READING TEXT:
(Oct 2) An opening of a quilt art exhibit as well as a book signing by Ukiah historian Darline Bergere will both be featured at the First Friday evening on Oct. 2nd, from 5 to 8 pm at the Grace Hudson Museum.
Darline Bergere, a former Bay Area newspaper columnist who now volunteers as a family law advisor, says she has lived in Ukiah "only" 20 years. The reception from her first book, "Ukiah (Images of America)," published in 2009 by Arcadia Press, was so positive she was invited to write another one, focusing on the contemporary scene. The result, "Legendary Locals of Ukiah," highlights 100 "local heroes" -- actors, athletes, entrepreneurs, musicians and ministers -— who knit together the fabric of the Ukiah Valley community. As well as background information and anecdotes gleaned from research and personal meetings, the book features 147 black and white photographs, some from collections held at the Held-Poage Historical Museum, the Mendocino County Museum, and Grace Hudson Museum itself. What was hardest part of putting together the book for Bergere? Narrowing down the selection of Ukiah Valley's personable and productive "legendary locals" to only 100 people.

LISTING:
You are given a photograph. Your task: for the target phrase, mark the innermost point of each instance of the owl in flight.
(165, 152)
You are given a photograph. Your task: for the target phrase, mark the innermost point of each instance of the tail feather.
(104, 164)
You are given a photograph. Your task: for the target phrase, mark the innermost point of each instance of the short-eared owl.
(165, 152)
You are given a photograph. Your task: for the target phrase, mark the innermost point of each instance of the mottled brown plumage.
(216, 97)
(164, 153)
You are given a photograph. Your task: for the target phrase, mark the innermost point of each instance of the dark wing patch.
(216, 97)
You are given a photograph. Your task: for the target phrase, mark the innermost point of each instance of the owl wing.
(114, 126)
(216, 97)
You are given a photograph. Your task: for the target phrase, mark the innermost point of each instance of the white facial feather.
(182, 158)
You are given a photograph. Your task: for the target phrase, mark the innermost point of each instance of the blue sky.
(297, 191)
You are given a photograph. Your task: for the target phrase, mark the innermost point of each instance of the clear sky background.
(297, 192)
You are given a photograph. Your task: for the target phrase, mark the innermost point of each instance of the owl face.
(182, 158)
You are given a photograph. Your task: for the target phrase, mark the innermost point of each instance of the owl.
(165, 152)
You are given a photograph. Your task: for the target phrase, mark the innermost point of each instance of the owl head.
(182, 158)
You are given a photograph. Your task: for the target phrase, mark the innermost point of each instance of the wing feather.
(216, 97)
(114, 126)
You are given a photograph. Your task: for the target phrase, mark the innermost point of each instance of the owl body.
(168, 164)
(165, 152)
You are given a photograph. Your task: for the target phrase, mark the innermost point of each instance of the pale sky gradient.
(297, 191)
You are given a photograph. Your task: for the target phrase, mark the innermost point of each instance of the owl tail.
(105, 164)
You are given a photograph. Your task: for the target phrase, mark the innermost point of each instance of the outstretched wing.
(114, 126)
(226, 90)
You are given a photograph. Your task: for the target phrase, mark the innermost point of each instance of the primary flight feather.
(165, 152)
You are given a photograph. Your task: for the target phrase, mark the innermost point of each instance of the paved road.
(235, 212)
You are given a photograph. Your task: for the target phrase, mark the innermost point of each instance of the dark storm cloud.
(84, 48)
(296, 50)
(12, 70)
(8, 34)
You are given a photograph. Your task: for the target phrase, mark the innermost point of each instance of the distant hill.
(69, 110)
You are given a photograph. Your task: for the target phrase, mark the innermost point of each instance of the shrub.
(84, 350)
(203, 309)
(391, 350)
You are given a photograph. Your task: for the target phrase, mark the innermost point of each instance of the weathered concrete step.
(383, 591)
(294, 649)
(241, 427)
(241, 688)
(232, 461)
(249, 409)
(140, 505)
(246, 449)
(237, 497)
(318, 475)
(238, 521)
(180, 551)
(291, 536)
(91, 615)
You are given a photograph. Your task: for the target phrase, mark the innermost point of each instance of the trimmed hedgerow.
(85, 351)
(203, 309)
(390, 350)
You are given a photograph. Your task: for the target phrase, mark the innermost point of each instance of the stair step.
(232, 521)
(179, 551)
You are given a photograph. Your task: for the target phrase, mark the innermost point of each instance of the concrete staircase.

WHAT NEEDS TO BE DONE: Resume the article about the Grace Hudson Museum's First Friday quilt exhibit and book signing, picking up after its final sentence.

OUTPUT:
This evening will also be the opening for "Mendocino Quilt Artists: A Fiber Perspective," featuring contemporary quilt work by the 12 members of the Mendocino Quilt Artists group: Deanna Apfel, Holly Brackmann, Laura Fogg, Renee Gannon, Vicky Groom, Ann Horton, Leila Kazimi, Betty Lacy, Dede Ledford, Mary Ann Michelsen, Joyce Patterson and Marilyn Simpson. The award-winning members of this group take the traditional quilt of old into new and unexpected directions, uniting a solid grounding in craft with designs that reflect on contemporary themes, incorporate new material, and celebrate the beauty of the local landscape. The exhibit is part a county-wide celebration of American Craft Week and will be on display through Nov. 1st.
As on every First Friday, this event is free to all and is a wonderful opportunity to get to know one of Ukiah Valley's local gems, the Grace Hudson Museum, which has a permanent exhibit of Pomo Indian baskets and other cultural artifacts as well as paintings by and information about the Museum's namesake, artist Grace Hudson (1865-1937).
The Grace Hudson Museum is at 431 S. Main St. in Ukiah and is open Wednesday through Saturday from 10 am to 4:30 pm, and Sunday from noon to 4:30 pm. For more information please call 467-2836 or go to www.gracehudsonmuseum.org.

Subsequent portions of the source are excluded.